> Exercise details
Translate into Spanish this sentence from the passage below about William Leonard Pickard: "He helps his peers with their appeals when he isn't busy himself."

> Quoted text
---+---

I’ve seen more attacks than I can count.

“Within the last six months, a schizophrenic inmate who thought people were always talking about him crept up behind another who was peacefully watching TV. After the first stunning blow, the next ten or so (full arm swings) were delivered on the unconscious victim. He’s never been seen again, but the assailant returned to general population after a month or so in the hole.”

Any exaggeration on Pickard’s part about instant unprovoked terror can be forgiven. Tucson remains a somber place where gossip runs rampant. Whether eight or eighty, a blow to the skull or stab to the gut is never acceptable, even among the world’s most notorious, many of whom wound up here for committing their own ghastly murders.

Arguably, William Leonard Pickard should never have been among them. A quick-witted chemist and con man with a passion for the good life, a talent for spinning the truth, and a dubious gift for mixing business, diplomacy, and neurochemistry—but a bloodthirsty criminal capable of gutting a fellow human being? Not in a million years.

Nonetheless, he has learned to adapt. With two life sentences, Leonard, as he prefers to be addressed, ranks high in the Tucson pecking order—an éminence grise among capos and rapists. At seventy-four, he’s one of the oldest inmates. Most agree he is unlikely to ever walk free.

He helps his peers with their appeals when he isn’t busy himself. He meditates, exercises, does some yoga. The rest of the time he plunges into reams of correspondence, reads voraciously, and revises his self-published 654-page fantasy/memoir, The Rose of Paracelsus.

---+---

> Collected material
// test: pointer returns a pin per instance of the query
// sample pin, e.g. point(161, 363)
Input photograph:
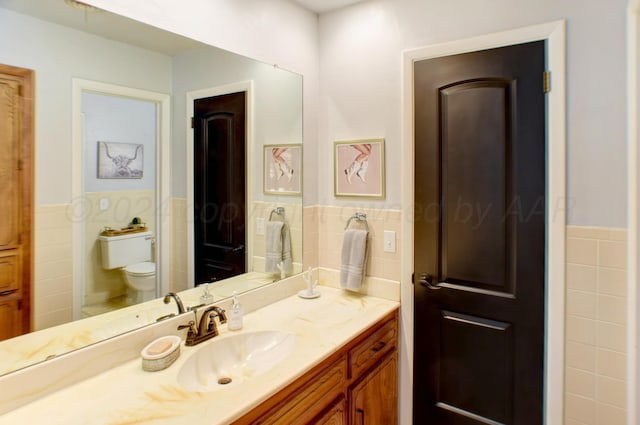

---+---

> Answer below
Ayuda a sus compañeros con sus apelaciones cuando él mismo no está ocupado.